#### About this exercise:
If a record holds a picture, drop the picture and repeat everything else word for word.

#### Study material:
------------------------------
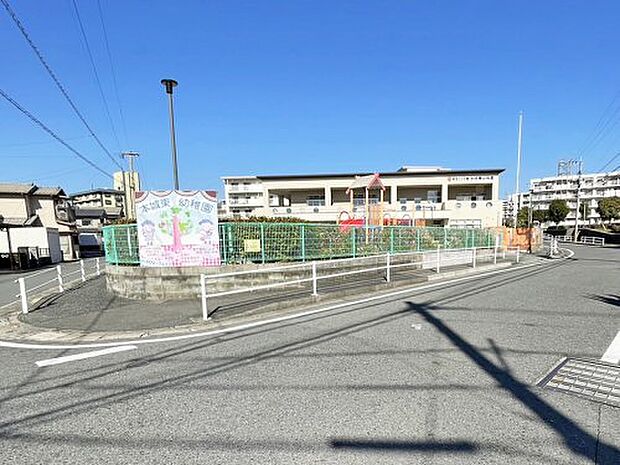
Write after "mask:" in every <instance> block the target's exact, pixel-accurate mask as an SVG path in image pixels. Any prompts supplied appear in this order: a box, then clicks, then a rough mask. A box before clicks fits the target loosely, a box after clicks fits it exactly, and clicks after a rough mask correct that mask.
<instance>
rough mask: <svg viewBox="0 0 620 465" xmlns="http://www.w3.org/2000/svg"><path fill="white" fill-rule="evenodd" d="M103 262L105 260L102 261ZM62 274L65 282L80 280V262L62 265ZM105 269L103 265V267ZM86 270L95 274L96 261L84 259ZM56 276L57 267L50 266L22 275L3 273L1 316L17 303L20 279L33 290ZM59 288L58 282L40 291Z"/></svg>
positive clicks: (93, 258)
mask: <svg viewBox="0 0 620 465" xmlns="http://www.w3.org/2000/svg"><path fill="white" fill-rule="evenodd" d="M101 260H103V259H101ZM60 266H61V267H62V274H63V276H65V281H66V282H69V281H72V280H76V279H79V278H80V274H79V270H80V262H79V261H75V262H64V263H61V264H60ZM102 268H103V265H102ZM84 269H85V272H86V273H87V274H89V275H90V274H93V273H94V270H95V259H94V258H87V259H84ZM55 276H56V267H55V266H50V267H46V268H43V269H40V270H36V271H28V272H20V273H1V274H0V314H1V313H2V307H5V306H7V305H10V304H12V303H14V302H16V301H17V299H16V297H15V296H16V295H17V294H19V286H18V284H17V283H16V282H15V281H16V280H17V279H18V278H25V279H26V289H31V288H34V287H36V286H40V285H42V284H44V283H45V282H47V281H49V280H51V279H53V278H54V277H55ZM52 287H53V288H56V287H58V284H57V282H55V283H50V284H49V285H47V286H43V287H41V288H40V290H38V292H40V291H45V290H47V289H49V288H52Z"/></svg>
------------------------------
#### Exercise solution:
Write after "mask:" in every <instance> block the target's exact, pixel-accurate mask as an SVG path in image pixels. Any prompts supplied appear in this order: a box, then clicks, then a rough mask. A box before clicks fits the target loosely, a box after clicks fits it exactly, and clicks after a rough mask correct that mask.
<instance>
rough mask: <svg viewBox="0 0 620 465" xmlns="http://www.w3.org/2000/svg"><path fill="white" fill-rule="evenodd" d="M103 262L105 260L102 261ZM62 274L65 282L80 280V262L62 265ZM105 269L103 265V267ZM86 270L95 274L96 261L84 259ZM56 276L57 267L50 266L22 275L3 273L1 316L17 303L20 279L33 290ZM59 288L58 282L40 291Z"/></svg>
positive clicks: (93, 258)
mask: <svg viewBox="0 0 620 465" xmlns="http://www.w3.org/2000/svg"><path fill="white" fill-rule="evenodd" d="M101 260H103V259H101ZM60 266H61V267H62V274H63V276H65V281H66V282H69V281H72V280H76V279H79V278H80V274H79V270H80V262H79V261H75V262H64V263H61V264H60ZM102 268H103V265H102ZM84 269H85V272H86V273H87V274H89V275H90V274H93V273H94V270H95V259H94V258H87V259H84ZM55 276H56V267H55V266H50V267H46V268H43V269H40V270H36V271H28V272H20V273H1V274H0V314H1V313H2V307H5V306H7V305H10V304H12V303H14V302H16V301H17V299H16V297H15V296H16V295H17V294H19V286H18V284H17V283H16V282H15V281H16V280H17V279H18V278H25V279H26V289H31V288H34V287H36V286H40V285H42V284H44V283H45V282H47V281H49V280H51V279H53V278H54V277H55ZM52 287H53V288H56V287H58V284H57V282H55V283H50V284H49V285H47V286H43V287H41V288H40V290H38V292H40V291H45V290H47V289H49V288H52Z"/></svg>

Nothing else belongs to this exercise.